Uma conversa com Pascal Lamy em meio à retaliação de
Donald Trump contra a Colombia
Cedo da manhã nesta segunda-feira, converso ao telefone com
Pascal Lamy, ex-diretor geral da Organização Mundial do Comércio (2005-2013) e
ex-comissário de comércio da União Europeia (1999- 2004), em meio à
demonstração de força de Donald Trump contra a Colômbia, que agita a América
Latina.
A opinião de Lamy tem peso na cena internacional. É um
arguto analista da situação global, respeitado, consultado e ouvido por
autoridades do mundo inteiro, e com frequência agora ainda maior diante do
estado de calamidade atual.
De entrada, ele observa sorrindo que não ficaremos
entediados com Trump de volta à Casa Branca. Pessoalmente, não ficou nada
surpreso com a retaliação contra a Colômbia, incluindo tarifas de 25% sobre
seus produtos na primeira semana e 50% a partir da segunda, depois que Bogotá
recusou o pouso de dois voos com imigrantes deportados dos EUA – situação
revertida um dia depois por um suposto "acordo" entre os dois países.

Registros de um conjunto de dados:

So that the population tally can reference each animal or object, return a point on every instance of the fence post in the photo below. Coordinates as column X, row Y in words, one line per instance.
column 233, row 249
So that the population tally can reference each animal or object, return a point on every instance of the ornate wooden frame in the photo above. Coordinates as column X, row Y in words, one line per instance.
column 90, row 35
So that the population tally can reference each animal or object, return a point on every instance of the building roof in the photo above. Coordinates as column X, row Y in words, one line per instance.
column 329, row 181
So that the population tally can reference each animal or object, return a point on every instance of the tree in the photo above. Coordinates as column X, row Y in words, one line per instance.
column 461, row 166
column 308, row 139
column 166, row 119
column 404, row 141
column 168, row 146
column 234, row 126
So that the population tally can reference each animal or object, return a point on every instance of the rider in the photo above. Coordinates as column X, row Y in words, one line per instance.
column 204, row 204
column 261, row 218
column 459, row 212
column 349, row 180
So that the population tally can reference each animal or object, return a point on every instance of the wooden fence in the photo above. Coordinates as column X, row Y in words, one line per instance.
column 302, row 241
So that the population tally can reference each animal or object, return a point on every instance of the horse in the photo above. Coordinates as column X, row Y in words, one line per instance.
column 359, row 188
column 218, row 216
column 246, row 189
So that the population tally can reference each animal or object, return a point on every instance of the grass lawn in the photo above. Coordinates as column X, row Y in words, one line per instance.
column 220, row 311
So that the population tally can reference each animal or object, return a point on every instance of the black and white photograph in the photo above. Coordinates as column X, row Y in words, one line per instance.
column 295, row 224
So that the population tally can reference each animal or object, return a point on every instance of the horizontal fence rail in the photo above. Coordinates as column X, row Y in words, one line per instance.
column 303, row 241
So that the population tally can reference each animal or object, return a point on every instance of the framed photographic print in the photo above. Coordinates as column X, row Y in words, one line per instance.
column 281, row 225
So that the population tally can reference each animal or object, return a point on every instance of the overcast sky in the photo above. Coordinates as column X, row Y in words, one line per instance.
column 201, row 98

- _Tarefa a cumprir_:
Repita o trecho do texto sobre Pascal Lamy que vai de "De entrada, ele" até "os dois países.", com os dois extremos incluídos. Os itens não fazem falta aqui.

- _Resposta redigida_:
De entrada, ele observa sorrindo que não ficaremos
entediados com Trump de volta à Casa Branca. Pessoalmente, não ficou nada
surpreso com a retaliação contra a Colômbia, incluindo tarifas de 25% sobre
seus produtos na primeira semana e 50% a partir da segunda, depois que Bogotá
recusou o pouso de dois voos com imigrantes deportados dos EUA – situação
revertida um dia depois por um suposto "acordo" entre os dois países.